EXERCISE DESCRIPTION
Replace "rough mask" with "coarse mask" throughout the material, from its beginning through the line containing "positive clicks: (102, 222)", both ends included, and write out those lines with all else unchanged. Leave the pictures out.
____ DATASET ENTRIES
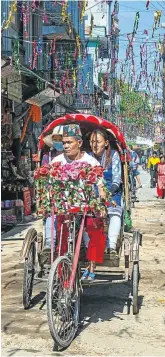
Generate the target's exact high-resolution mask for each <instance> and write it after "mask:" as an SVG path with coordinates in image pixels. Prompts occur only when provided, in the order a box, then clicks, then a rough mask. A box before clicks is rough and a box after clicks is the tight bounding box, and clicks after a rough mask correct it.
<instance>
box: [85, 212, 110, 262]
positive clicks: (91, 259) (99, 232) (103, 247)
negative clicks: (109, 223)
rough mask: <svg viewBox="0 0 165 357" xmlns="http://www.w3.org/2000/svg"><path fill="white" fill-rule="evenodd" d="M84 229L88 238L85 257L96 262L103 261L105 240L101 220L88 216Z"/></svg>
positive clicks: (102, 222)
mask: <svg viewBox="0 0 165 357" xmlns="http://www.w3.org/2000/svg"><path fill="white" fill-rule="evenodd" d="M86 231H87V233H88V235H89V238H90V241H89V244H88V249H87V259H88V260H89V261H94V262H96V263H103V258H104V250H105V242H106V235H105V234H104V223H103V220H102V219H100V218H90V217H88V218H87V223H86Z"/></svg>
________
ANSWER AREA
Generate the target's exact high-resolution mask for each <instance> and write it after "mask:" as an SVG path with coordinates in image pixels. Prompts occur only when provided, in the order a box, then clicks, then a coarse mask. A box before clicks is rough and a box after clicks is the tight bounding box, and clicks after a coarse mask correct it.
<instance>
box: [85, 212, 110, 262]
positive clicks: (91, 259) (99, 232) (103, 247)
negative clicks: (109, 223)
coarse mask: <svg viewBox="0 0 165 357" xmlns="http://www.w3.org/2000/svg"><path fill="white" fill-rule="evenodd" d="M84 229L88 238L85 257L96 262L103 261L105 240L101 220L88 216Z"/></svg>
positive clicks: (102, 222)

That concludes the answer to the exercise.